- Extracted text
## BEGIN

The minutes of Federal Open Market Committee (FOMC’s) latest meeting released yesterday, have expressed apprehension among economists and investors alike,over the rate-cut timeline as inflation remains above the US central bank’s 2 percent target, despite cooling significantly.

Policymakers suggested that the disinflation process could take longer than anticipated, making them apprehensive to start easing interest rates.Many policymakers also expressed willingness to tighten policy further, in case inflationary risks materialise. However, since the meeting, several policymakers including Chair Jerome Powell and Governor Christopher Waller have allegedly expressed doubts that the next action would involve raising interest rates.

Even though the meeting minutes along with the recent remarks from several policymakers have not caused distress of a possible rate hike, it has pushed rate-cut expectations farther away.

“The Fed meeting minutes indicate concern over the stubbornness of inflation. This means that the ‘higher for longer’ rate regime is likely to continue for some time more till clarity emerges on inflation. The rate cut expectations, therefore, further get postponed. Not a positive signal for the market, though not very negative,” VK Vijayakumar, Chief Investment Strategist, Geojit Financial Services, reportedly quoted as saying.

## END

- Information provided
## BEGIN

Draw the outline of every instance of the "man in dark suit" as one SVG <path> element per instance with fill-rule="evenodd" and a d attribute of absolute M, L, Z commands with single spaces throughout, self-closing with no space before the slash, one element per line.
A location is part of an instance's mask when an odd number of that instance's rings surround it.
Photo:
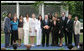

## END

- Required work
1. Translate this sentence from the article on the FOMC meeting minutes into Spanish: "This means that the ‘higher for longer’ rate regime is likely to continue for some time more till clarity emerges on inflation."
2. In the article on the FOMC meeting minutes, turn the paragraph beginning "Policymakers suggested that the disinflation process" into a short bulleted list that keeps its main facts.
3. Write the next paragraph of the article on the FOMC meeting minutes, picking up after its final sentence.

- Results
1. Esto significa que es probable que el régimen de tasas "más altas por más tiempo" continúe durante algún tiempo más, hasta que haya claridad sobre la inflación.

2.
- Policymakers suggested disinflation could take longer than anticipated, making them apprehensive about starting to ease interest rates.
- Many said they were willing to tighten policy further if inflationary risks materialize.
- Since the meeting, several policymakers, including Chair Jerome Powell and Governor Christopher Waller, have allegedly expressed doubts that the next action would be a rate increase.

3.
G-7 Meeting in Italy
The upcoming G-7 meeting in Italy will provide a critical platform for finance ministers and central bankers to discuss these developments. The slowing inflation trend will undoubtedly be a focal point of discussions, as the meeting will address the broader implications of inflation on global trade and investment flows. High inflation in one country can affect its trade partners, leading to a ripple effect across the global economy. Thus, understanding and mitigating these impacts will be a key focus for the G7 leaders.

In addition to inflation, other economic factors such as GDP growth, employment rates, and trade balances will be on the agenda, providing a holistic view of the global economy.